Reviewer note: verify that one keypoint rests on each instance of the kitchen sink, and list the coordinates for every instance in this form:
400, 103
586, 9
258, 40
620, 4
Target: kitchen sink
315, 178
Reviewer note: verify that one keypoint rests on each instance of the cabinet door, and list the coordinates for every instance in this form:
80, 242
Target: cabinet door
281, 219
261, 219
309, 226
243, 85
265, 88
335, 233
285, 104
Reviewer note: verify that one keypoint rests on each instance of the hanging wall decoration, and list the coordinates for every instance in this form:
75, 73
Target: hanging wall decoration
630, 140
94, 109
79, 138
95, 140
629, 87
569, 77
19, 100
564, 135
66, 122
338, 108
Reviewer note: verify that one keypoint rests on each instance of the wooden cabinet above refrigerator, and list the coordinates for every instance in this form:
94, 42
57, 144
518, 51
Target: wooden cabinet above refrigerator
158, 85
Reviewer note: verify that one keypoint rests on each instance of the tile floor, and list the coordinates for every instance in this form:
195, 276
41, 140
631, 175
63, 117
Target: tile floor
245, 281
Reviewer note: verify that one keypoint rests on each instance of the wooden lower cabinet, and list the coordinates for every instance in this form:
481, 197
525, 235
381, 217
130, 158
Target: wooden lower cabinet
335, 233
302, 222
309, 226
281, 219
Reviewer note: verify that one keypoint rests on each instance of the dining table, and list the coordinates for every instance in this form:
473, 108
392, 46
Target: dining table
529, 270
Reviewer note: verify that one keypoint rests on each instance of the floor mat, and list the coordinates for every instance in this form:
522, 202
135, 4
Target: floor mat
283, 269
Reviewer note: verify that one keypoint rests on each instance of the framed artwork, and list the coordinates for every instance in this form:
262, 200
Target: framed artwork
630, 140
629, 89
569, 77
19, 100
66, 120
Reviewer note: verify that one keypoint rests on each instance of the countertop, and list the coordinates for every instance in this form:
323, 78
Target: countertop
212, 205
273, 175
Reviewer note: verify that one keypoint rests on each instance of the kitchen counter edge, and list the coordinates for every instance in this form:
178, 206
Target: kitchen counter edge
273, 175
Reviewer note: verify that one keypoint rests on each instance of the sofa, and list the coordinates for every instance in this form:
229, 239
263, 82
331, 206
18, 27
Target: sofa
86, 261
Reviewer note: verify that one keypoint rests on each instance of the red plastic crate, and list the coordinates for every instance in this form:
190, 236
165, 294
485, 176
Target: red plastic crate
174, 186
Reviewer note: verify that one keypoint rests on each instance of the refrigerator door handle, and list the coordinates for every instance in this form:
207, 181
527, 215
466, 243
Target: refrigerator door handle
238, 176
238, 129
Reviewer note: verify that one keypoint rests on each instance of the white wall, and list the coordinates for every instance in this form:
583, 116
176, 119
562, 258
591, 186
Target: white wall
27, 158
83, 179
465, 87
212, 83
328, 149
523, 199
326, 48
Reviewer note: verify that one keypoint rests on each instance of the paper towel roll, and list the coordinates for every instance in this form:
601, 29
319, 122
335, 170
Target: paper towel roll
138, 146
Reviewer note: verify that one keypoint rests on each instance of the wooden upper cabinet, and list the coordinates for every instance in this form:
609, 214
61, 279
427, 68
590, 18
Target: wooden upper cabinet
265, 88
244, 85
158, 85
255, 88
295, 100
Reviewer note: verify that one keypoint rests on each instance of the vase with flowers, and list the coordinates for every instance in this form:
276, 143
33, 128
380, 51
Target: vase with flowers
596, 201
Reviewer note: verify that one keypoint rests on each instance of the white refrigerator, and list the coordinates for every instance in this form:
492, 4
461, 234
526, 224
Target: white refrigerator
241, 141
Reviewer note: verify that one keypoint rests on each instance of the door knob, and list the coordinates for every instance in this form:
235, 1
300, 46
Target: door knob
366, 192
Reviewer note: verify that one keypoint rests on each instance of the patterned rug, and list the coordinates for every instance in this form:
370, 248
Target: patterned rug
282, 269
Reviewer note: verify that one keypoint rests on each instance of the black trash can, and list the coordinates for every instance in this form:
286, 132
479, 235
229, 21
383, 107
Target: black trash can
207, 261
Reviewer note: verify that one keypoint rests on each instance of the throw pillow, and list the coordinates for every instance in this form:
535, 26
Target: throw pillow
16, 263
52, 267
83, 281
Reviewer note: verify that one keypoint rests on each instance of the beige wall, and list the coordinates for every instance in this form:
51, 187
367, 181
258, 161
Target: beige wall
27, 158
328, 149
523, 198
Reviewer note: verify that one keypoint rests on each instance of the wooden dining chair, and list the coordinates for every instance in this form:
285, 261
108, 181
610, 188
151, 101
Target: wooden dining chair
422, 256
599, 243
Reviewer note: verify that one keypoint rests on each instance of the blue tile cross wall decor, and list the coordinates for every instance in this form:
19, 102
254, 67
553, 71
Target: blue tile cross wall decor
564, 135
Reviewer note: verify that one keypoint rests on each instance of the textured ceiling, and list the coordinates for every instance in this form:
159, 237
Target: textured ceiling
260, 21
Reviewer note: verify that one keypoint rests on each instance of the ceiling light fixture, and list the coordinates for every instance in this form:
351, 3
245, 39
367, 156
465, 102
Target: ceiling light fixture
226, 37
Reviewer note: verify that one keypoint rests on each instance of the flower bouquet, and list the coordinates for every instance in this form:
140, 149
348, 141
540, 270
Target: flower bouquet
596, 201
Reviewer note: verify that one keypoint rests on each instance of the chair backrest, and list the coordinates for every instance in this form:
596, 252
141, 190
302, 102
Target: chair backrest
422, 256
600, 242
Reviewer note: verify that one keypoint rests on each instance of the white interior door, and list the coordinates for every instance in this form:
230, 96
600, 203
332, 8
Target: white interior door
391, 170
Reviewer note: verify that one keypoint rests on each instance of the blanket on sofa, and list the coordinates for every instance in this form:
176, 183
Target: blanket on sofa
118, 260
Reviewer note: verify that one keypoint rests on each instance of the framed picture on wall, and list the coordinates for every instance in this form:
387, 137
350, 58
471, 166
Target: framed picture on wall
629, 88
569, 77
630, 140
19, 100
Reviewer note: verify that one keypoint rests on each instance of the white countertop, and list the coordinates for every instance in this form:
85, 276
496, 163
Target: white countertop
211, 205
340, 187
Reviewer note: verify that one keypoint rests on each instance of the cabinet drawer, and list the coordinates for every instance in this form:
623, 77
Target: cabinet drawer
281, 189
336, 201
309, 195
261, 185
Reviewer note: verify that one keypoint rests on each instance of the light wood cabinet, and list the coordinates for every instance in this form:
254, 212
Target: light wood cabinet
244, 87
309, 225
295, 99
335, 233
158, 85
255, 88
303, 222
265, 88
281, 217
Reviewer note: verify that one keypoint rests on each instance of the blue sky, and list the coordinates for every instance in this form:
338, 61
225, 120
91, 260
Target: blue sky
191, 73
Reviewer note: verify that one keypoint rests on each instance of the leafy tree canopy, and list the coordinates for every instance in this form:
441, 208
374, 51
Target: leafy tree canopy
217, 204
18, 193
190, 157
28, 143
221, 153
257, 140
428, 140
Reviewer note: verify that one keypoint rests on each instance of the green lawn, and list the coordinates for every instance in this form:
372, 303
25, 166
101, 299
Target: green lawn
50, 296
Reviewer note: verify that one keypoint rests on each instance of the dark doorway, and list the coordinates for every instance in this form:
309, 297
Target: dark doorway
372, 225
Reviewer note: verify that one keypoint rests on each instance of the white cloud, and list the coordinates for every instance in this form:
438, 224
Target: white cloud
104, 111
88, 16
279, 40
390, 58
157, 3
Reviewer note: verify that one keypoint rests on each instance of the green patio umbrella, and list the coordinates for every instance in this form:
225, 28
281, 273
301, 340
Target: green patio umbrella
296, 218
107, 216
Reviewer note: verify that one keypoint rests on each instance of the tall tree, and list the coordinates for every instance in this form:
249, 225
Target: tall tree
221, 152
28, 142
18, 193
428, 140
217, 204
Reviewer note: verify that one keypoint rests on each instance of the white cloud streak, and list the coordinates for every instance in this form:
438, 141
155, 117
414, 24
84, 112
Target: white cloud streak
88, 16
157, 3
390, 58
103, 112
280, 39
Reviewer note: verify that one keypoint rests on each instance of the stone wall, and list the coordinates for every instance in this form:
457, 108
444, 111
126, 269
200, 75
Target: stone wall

* Objective *
Scale the answer coordinates by 1.7, rounding each to a whole number with halves rounded up, and rewrite every line from the line with "cloud streak, and" through the end of the entries, both ends included. Keep the requests and their sample coordinates unchanged.

* Result of the task *
Reviewer note: verify that one keypoint rests on each instance of the white cloud streak, and list the coordinates for every instance in this form:
438, 141
155, 117
414, 24
84, 112
Target: white cloud streak
150, 27
267, 5
663, 99
175, 190
476, 66
Reviewer note: verify that one keypoint rests on each instance of the stone wall, and list the coordinates for every instance in this form:
457, 108
444, 111
126, 269
200, 75
Target: stone wall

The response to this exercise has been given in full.